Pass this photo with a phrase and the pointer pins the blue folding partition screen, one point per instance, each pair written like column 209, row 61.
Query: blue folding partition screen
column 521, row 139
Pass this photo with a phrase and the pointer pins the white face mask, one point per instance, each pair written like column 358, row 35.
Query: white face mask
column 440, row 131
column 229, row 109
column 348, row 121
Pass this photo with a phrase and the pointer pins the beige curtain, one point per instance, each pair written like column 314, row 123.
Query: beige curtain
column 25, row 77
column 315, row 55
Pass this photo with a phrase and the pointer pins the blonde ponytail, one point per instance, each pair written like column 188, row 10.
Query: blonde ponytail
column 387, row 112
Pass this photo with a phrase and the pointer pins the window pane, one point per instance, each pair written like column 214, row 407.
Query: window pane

*EXERCISE INSTRUCTIONS*:
Reproduce every entry above word for word, keeping each line and its order unchanged.

*WRITTEN RESPONSE*:
Pass this photo with a phrase and the pointer pins the blue folding partition screen, one point per instance, each pair written like column 209, row 61.
Query: blue folding partition screen
column 521, row 139
Pass this photo with a phrase and the pointer pins the white face mask, one point per instance, each pair written like column 358, row 35.
Query: white face mask
column 440, row 131
column 229, row 109
column 348, row 121
Pass this photo with a phrase and the pointer pins the beige curtain, one point per instance, each pair written like column 314, row 123.
Query: beige curtain
column 25, row 77
column 315, row 55
Pass this photo with a phrase and the pointer pins the blonde ponytail, one point per instance, each pair written like column 188, row 10.
Query: blonde ponytail
column 387, row 112
Pass this photo with a phrase and the pointer pins the window pane, one point per instance, each pair written like column 214, row 407.
Query: window pane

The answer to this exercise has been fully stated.